[Coordinate annotation entries]
++++++++++++++++++++

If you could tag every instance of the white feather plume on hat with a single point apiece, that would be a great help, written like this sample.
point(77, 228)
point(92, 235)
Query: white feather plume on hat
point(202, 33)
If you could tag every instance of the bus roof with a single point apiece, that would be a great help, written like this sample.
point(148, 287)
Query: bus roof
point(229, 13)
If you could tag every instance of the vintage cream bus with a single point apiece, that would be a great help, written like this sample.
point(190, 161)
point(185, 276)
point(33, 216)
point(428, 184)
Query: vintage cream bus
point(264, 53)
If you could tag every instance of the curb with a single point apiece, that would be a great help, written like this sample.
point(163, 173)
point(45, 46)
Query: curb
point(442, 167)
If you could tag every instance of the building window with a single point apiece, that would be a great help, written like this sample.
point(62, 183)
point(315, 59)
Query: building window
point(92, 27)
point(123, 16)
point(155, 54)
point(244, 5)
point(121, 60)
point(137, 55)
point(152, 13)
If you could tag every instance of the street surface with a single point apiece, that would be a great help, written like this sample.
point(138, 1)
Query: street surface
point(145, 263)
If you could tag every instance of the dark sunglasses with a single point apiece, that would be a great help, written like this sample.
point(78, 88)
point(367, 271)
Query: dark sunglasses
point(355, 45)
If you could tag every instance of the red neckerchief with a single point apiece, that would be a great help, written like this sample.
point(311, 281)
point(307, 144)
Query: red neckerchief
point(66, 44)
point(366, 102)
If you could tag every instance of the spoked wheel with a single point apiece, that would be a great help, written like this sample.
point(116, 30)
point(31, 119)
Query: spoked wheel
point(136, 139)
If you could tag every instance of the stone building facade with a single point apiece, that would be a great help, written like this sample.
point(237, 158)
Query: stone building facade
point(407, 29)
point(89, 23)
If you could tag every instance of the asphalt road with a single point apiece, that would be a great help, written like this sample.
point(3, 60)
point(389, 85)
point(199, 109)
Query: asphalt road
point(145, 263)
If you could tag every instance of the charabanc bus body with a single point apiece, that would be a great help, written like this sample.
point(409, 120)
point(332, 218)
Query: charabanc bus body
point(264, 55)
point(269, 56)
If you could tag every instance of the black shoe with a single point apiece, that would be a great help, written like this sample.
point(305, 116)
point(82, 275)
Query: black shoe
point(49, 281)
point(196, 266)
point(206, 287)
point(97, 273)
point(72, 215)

++++++++++++++++++++

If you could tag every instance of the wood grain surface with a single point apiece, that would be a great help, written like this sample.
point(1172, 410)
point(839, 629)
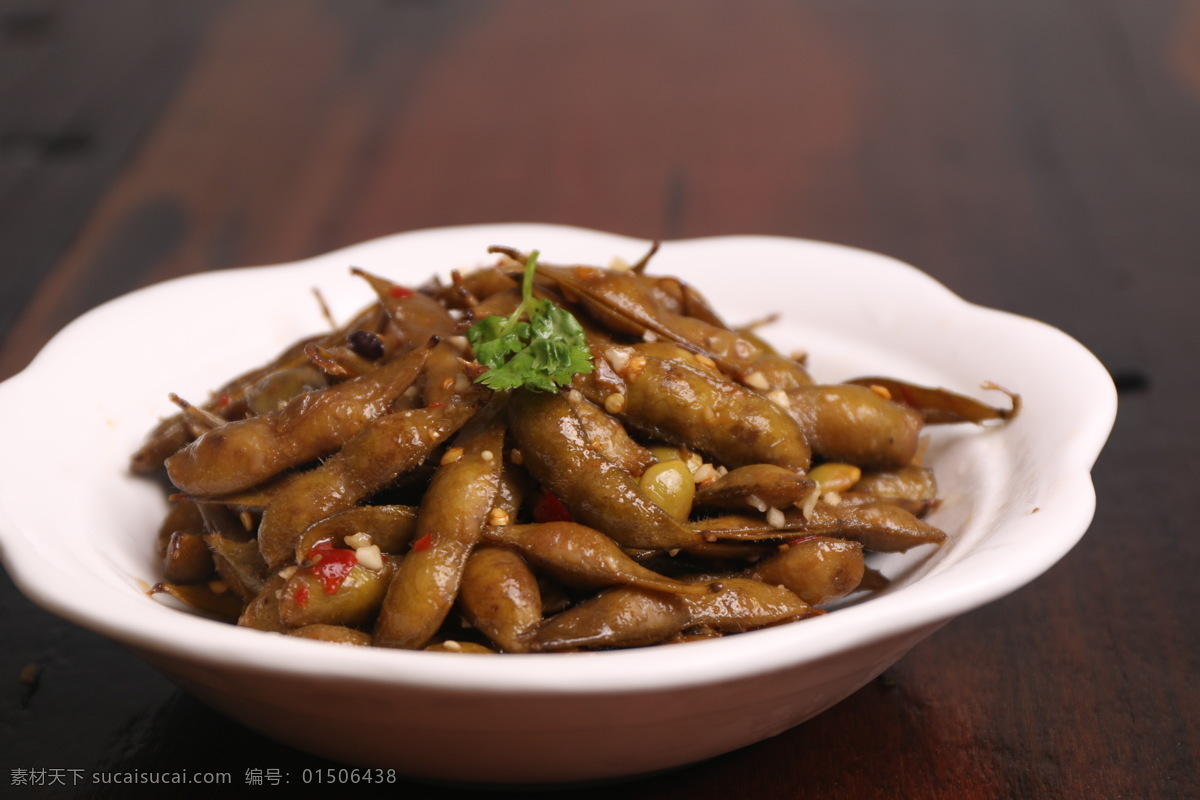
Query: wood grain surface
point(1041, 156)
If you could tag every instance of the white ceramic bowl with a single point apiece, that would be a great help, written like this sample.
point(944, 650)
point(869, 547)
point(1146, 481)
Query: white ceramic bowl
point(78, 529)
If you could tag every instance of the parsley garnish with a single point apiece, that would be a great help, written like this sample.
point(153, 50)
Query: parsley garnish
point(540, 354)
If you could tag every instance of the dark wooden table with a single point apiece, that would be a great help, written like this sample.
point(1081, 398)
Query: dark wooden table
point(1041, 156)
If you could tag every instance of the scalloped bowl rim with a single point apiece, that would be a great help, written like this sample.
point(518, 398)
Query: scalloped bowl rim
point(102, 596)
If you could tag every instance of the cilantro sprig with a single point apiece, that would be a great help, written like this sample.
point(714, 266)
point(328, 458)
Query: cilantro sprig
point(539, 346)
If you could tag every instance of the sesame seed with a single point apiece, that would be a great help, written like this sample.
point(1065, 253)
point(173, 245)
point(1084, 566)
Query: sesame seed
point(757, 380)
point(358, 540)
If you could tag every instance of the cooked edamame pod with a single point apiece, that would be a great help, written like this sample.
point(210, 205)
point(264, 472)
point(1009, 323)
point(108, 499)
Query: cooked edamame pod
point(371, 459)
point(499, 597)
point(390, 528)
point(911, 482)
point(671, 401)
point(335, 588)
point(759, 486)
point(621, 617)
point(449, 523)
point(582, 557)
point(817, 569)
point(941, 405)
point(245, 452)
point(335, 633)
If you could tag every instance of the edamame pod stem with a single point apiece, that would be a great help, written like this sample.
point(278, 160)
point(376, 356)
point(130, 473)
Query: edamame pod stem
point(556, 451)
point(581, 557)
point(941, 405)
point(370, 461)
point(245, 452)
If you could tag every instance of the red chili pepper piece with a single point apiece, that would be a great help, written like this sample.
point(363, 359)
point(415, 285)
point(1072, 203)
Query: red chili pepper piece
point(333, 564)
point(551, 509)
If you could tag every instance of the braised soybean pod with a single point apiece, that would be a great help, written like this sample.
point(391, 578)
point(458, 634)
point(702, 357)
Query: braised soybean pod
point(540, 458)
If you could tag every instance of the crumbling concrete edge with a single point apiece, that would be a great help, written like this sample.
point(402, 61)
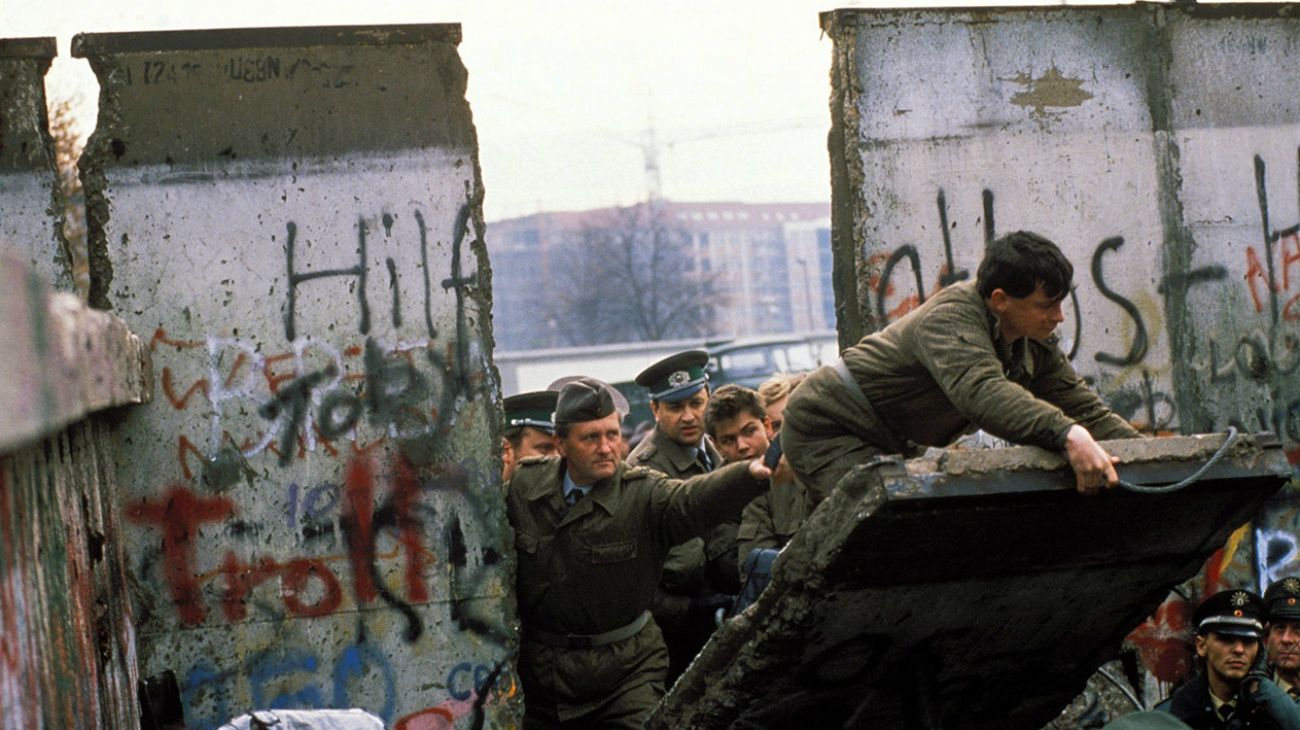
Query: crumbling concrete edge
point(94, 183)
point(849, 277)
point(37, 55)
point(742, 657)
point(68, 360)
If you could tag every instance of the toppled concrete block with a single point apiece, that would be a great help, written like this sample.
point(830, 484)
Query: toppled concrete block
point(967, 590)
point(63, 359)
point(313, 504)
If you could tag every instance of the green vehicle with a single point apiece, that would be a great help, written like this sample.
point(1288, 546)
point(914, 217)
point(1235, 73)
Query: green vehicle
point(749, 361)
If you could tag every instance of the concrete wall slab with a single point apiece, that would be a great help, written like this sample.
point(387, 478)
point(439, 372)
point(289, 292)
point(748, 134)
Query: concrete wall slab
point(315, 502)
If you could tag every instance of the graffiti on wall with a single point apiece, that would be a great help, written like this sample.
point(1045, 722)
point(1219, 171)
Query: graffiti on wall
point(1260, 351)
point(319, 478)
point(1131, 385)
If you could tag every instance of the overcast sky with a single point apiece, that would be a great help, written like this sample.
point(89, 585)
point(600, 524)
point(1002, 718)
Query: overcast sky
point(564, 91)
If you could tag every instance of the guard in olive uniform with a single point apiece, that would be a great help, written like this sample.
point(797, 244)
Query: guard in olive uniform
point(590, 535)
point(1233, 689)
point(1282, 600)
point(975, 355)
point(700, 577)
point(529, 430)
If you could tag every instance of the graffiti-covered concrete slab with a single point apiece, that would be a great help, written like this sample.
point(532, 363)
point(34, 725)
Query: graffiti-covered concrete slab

++++++++++++++++++++

**Task goal**.
Rewrite the stretch of material from the line containing "If you could tag every instance of the edamame" through the line containing "point(551, 509)", keeping every line and shifting each coordinate in the answers up by 128. Leave the coordinates in the requests and their sample points unchanged.

**The output**.
If you could tag every instance of the edamame pod stem with a single point apiece, that would be a great help, written like this sample.
point(278, 160)
point(376, 356)
point(130, 473)
Query: edamame pod stem
point(684, 579)
point(709, 685)
point(1069, 533)
point(498, 589)
point(373, 580)
If you could tag every instance of the red chili pepper piece with a single point apiece, that would be a great help, written like this sample.
point(363, 359)
point(415, 285)
point(1072, 203)
Query: red chili pepper piece
point(461, 692)
point(679, 637)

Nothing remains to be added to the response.